La Chine dispose de bureaux d'études et d'usines géantes sans équivalent en Europe pour construire ses installations nucléaires, alors que les Français ne disposent que de réacteurs d'un seul modèle, et importent bon nombre de composants. En outre, à l'heure actuelle, les Français ont besoin des commandes chinoises pour maintenir leur industrie nucléaire.
Mutuellement profitable, la coopération sino-francaise dans le domaine de l'énergie nucléaire civile est l'illustration d'un partenariat industriel que la France et la Chine ont su bâtir sur le long terme.
Concrètement, les entreprises françaises ont mené une coopération fructueuse avec leurs partenaires chinois sur le marché chinois et ailleurs. Par exemple, en novembre 2010, Areva a signé avec CGNPC un accord pour une valeur de 3 milliards de dollars, accord en vertu duquel Areva doit fournir 20 000 tonnes d'uranium à CGNPC sur une période de dix ans.
"Initiée il y a 30 ans, la coopération nucléaire sino-française débute avec la signature en 1982 d'un accord de coopération entre le Commissariat à l'Energie Atomique et aux Energies Alternatives (CEA) [organisme français] et le ministère chinois de l'Industrie nucléaire. La coopération se poursuit dès lors par la construction des premières centrales nucléaires d'origine française : Daya Bay dont les réacteurs sont mis en service en 1994 et Ling' Ao mis en service en 2002 et 2003. Plus d'une vingtaine de réacteurs basés sur ce modèle, modernisé et adapté, sont aujourd'hui en construction en Chine", peut-on lire sur le site internet de l'ambassade de France à Beijing.
Cette coopération industrielle s'accompagne également d'une coopération dans le domaine de la recherche et développement grâce à laquelle 500 ingénieurs et chercheurs chinois ont été formés en France dans les centres de recherche du CEA et aboutissant aujourd'hui à la création de plusieurs laboratoires associés entre le CEA et les instituts de recherche et d'ingénierie chinois, rappelle aussi l'ambassade.

**TRAVAIL À RÉALISER:** Rédigez la suite du texte sur la coopération nucléaire sino-française en reprenant après sa dernière phrase.

**DONNÉES FOURNIES:**
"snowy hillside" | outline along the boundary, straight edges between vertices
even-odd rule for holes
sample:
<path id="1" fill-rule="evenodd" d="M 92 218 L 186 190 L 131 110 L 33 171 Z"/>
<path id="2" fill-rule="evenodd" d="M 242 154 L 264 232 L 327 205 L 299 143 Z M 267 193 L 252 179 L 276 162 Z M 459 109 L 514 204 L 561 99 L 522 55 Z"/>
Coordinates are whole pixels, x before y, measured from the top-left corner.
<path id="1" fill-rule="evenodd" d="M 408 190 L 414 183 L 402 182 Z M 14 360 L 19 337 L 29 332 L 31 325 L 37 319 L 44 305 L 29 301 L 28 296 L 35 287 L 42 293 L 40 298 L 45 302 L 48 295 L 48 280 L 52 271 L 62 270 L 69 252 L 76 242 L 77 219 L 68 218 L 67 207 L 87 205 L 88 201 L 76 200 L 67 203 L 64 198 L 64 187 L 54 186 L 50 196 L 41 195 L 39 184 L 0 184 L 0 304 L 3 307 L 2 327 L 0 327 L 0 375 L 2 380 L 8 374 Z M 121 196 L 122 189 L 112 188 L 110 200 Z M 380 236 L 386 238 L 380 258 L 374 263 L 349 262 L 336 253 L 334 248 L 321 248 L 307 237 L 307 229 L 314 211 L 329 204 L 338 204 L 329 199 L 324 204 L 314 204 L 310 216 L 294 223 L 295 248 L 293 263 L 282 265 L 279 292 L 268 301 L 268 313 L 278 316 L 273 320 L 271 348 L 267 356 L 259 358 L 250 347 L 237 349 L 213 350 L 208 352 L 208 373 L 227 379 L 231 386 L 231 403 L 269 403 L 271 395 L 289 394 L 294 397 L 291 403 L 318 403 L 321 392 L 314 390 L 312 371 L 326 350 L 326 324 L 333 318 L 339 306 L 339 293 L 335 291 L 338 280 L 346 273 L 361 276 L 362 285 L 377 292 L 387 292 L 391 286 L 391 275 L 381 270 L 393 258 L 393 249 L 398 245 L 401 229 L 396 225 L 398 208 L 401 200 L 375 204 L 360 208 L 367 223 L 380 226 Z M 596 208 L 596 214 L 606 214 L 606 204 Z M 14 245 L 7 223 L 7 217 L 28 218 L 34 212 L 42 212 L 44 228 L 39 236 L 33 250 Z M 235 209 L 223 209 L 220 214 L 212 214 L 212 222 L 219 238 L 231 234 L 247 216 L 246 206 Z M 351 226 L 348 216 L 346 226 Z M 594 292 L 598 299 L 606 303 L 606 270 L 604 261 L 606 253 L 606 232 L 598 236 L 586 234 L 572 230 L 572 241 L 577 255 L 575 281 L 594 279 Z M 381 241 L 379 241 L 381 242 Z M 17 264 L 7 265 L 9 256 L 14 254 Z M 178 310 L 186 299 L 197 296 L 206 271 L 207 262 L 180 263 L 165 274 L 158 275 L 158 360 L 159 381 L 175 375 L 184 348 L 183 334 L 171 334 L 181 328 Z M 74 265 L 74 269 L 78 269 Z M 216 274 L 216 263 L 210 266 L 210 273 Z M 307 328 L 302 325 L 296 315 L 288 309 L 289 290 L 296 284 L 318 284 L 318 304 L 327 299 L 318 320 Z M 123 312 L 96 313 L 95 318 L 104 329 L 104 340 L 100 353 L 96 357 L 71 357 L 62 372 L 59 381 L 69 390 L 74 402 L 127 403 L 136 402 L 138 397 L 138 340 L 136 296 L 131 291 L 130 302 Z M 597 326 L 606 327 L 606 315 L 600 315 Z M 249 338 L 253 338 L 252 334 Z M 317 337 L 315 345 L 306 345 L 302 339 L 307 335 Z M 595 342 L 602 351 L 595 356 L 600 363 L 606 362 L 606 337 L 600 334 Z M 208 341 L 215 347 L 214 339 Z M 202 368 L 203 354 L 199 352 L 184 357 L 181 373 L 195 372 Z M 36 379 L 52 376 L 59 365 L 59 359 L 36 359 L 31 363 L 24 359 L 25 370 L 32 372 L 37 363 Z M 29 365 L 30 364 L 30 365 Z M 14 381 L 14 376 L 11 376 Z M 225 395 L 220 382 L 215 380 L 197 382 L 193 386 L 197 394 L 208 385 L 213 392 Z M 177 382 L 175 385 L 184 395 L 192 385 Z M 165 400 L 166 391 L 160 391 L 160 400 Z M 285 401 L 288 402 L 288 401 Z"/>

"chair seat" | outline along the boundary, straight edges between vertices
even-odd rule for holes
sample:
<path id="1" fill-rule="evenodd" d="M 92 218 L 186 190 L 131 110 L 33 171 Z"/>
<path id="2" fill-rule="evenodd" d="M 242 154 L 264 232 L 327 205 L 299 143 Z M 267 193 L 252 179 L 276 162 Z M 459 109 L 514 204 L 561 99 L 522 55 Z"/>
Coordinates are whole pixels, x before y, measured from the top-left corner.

**RÉSULTAT DE L'EXERCICE:**
Les conditions de collaboration dans le secteur de l'énergie nucléaire civile entre la France et la Chine sont transparentes. "Cela fait trente ans que nous sommes partenaires [...] Montrer du doigt nos partenaires chinois ne crée pas un environnement psychologique favorable", a déclaré Hervé Machenaud, directeur de la production d'EDF, dans une interview publiée jeudi par le journal français Le Parisien.
De son côté, le ministère français des Affaires étrangères, citant le Conseil de politique nucléaire (CPN), a indiqué vendredi que la France souhaitait revoir la coopération extérieure avec l'étranger dans le secteur de l'énergie nucléaire civile, mais jugeait "stratégique" le développement d'un partenariat "durable et équilibré" avec la Chine.
Le gouvernement français "a en effet décidé de clarifier et de préciser le rôle respectif de l'Etat et des entreprises dans les relations avec des partenaires étrangers en matière d'industrie nucléaire", a indiqué le porte-parole adjoint du Quai d'Orsay, Vincent Floréani, en réponse à une question sur un "bilan des relations passées" dans le domaine du nucléaire.
"Ces relations s'inscrivent dans un cadre défini par l'Etat, qui assure un pilotage global des relations", a déclaré M. Floréani.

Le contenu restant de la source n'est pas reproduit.